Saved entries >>
· · · · ·
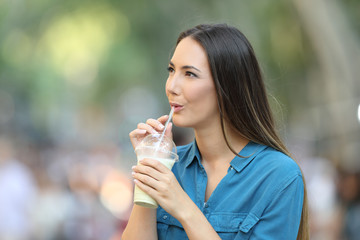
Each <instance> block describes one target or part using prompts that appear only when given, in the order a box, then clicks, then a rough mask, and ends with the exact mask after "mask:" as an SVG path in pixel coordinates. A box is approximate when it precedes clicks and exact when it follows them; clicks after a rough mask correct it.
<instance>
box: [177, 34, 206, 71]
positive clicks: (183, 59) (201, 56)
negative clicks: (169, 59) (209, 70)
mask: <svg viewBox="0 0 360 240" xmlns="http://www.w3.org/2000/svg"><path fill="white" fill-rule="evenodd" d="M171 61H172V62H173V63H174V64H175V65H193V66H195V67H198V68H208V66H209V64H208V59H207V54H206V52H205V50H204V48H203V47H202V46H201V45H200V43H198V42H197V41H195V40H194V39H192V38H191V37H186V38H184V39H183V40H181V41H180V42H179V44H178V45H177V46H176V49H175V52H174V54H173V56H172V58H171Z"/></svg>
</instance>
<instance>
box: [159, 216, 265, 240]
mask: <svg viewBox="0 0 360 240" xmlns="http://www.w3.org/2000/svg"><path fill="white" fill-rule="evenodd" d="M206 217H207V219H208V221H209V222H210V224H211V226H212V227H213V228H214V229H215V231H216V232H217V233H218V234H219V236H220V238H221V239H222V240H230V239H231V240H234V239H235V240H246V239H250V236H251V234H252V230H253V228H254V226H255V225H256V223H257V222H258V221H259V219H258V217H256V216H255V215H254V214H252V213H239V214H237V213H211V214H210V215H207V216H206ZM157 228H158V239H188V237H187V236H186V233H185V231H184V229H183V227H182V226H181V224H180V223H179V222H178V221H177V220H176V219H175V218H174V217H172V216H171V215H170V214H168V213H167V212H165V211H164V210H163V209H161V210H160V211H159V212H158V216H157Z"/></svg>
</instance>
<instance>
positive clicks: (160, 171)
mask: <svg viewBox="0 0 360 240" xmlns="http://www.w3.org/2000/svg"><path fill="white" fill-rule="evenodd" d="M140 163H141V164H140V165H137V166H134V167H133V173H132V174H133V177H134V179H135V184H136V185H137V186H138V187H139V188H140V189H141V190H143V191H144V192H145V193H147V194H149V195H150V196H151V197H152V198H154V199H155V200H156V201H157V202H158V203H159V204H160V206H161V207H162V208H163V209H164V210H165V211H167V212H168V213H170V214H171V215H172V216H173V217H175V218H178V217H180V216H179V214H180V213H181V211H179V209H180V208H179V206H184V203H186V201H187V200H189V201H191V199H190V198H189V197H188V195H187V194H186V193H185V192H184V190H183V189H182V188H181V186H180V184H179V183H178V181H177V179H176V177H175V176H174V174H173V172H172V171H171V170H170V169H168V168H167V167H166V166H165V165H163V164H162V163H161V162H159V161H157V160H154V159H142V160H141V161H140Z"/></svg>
· · · · ·
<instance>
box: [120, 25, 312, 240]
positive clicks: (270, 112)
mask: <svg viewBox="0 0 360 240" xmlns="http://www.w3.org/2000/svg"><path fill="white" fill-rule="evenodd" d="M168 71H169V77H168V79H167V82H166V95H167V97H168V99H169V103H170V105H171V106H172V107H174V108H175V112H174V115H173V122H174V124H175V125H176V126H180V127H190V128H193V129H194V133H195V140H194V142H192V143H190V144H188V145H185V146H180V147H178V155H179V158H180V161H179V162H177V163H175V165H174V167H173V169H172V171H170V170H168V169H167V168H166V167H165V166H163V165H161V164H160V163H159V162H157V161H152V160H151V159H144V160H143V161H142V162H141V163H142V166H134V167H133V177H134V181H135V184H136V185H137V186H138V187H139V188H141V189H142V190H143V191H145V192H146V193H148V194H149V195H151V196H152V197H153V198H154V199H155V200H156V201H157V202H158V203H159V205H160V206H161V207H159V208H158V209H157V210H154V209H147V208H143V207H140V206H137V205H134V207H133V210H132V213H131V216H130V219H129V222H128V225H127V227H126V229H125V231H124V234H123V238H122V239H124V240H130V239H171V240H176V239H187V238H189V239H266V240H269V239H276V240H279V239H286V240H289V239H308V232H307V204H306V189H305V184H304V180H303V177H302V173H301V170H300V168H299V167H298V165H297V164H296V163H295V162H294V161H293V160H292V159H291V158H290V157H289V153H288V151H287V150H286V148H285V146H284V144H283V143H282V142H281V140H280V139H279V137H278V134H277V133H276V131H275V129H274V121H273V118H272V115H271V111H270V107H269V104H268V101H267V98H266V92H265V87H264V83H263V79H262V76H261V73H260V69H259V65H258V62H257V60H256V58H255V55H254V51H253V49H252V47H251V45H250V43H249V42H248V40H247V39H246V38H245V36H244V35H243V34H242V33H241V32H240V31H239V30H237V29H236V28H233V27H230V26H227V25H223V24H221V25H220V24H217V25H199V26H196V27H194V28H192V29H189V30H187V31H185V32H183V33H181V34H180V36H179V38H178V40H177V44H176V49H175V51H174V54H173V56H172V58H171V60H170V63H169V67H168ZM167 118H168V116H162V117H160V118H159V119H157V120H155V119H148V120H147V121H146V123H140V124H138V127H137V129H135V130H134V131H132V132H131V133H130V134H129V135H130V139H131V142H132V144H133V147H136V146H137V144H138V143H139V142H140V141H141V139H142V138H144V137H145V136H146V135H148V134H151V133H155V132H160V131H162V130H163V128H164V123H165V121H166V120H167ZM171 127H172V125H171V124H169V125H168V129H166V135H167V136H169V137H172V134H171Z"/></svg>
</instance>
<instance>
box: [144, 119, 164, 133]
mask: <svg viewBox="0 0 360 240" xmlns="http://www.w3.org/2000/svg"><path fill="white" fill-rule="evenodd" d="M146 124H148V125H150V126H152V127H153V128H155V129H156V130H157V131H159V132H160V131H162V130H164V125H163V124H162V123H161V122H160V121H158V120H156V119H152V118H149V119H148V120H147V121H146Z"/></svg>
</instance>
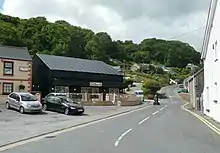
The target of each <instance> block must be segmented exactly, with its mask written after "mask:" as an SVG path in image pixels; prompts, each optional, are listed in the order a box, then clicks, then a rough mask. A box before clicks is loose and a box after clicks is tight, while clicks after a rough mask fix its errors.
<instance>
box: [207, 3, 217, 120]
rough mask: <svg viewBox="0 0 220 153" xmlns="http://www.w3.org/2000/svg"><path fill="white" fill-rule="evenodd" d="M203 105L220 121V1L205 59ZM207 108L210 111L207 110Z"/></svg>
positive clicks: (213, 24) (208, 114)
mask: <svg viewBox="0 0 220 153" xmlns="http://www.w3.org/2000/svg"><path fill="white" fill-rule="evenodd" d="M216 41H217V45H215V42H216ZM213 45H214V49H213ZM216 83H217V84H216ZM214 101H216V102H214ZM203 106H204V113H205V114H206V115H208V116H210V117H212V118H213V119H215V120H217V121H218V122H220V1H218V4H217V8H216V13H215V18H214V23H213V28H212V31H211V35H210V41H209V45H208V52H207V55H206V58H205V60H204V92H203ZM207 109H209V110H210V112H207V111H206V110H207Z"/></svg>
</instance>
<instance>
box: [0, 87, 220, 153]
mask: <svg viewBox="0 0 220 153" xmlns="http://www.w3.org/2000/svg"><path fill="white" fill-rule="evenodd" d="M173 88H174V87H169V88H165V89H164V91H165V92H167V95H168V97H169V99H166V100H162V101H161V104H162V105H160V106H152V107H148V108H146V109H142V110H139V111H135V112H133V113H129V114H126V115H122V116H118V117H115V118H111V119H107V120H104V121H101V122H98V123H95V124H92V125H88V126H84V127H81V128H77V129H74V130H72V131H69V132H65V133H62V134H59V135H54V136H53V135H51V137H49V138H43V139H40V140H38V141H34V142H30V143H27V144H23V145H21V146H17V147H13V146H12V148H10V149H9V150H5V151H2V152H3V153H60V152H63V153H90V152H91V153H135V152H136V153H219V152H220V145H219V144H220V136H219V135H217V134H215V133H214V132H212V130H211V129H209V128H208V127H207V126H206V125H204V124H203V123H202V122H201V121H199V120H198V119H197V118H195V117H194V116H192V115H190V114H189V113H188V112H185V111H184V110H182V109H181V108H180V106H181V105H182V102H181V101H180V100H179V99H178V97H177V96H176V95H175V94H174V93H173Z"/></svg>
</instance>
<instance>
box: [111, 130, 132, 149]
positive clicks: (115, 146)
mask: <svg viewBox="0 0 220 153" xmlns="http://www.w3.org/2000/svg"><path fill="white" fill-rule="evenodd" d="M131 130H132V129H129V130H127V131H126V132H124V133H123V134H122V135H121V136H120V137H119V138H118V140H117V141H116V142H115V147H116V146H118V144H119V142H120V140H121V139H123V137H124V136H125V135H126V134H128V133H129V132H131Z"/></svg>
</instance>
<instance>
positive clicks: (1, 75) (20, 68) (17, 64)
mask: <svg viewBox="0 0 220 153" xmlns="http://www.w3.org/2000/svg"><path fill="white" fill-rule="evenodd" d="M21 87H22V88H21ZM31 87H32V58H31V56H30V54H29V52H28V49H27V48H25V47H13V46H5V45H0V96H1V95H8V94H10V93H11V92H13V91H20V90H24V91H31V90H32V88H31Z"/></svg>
· · · · ·
Exercise instructions >>
Pull out all lines containing the word "rough" from the entries above.

The completed task >>
Each <instance> block describes one target or part using prompts that appear only when given, in the order a box, then clicks, then a rough mask, and ends with the exact mask after "mask:" as an SVG path in pixel coordinates. A box is approximate when it precedes clicks and exact when it follows them; clicks after a rough mask correct it.
The target of each <instance> block must be segmented exactly, with its mask written after "mask:" as an SVG path in image pixels; prompts, each optional, are listed in the order a box, then clicks, then a rough mask. A box before clicks is loose and a box after clicks is tight, while clicks after a rough mask fix its errors.
rough mask: <svg viewBox="0 0 220 153" xmlns="http://www.w3.org/2000/svg"><path fill="white" fill-rule="evenodd" d="M203 105L220 121V1L205 59ZM207 108L210 111L207 110Z"/></svg>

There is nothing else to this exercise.